**TASK REQUIREMENTS**: Write the records out again, keeping each line exactly as it is.

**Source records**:
┄┄┄┄┄┄
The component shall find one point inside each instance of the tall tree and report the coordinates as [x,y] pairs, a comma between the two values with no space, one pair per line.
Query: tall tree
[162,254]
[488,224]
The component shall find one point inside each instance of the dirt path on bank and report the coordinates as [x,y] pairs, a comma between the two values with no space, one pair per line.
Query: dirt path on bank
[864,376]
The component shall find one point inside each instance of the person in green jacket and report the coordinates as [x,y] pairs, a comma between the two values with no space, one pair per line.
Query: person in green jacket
┄┄┄┄┄┄
**FINAL RESULT**:
The component shall find one point inside each instance of the tall tree and report the coordinates as [x,y] pairs, a comma between the two values with no space, one pair per line.
Query: tall tree
[162,254]
[488,224]
The component shall find one point inside each instance of the dirt path on bank and report the coordinates as [x,y] pairs, a comma between the two values with no space, one pair per line.
Query: dirt path on bank
[864,376]
The component shall find one point inside each instance of the person in green jacket and report the coordinates as [x,y] pairs, a comma between the two values with no space, one pair per line.
Query: person in green jacket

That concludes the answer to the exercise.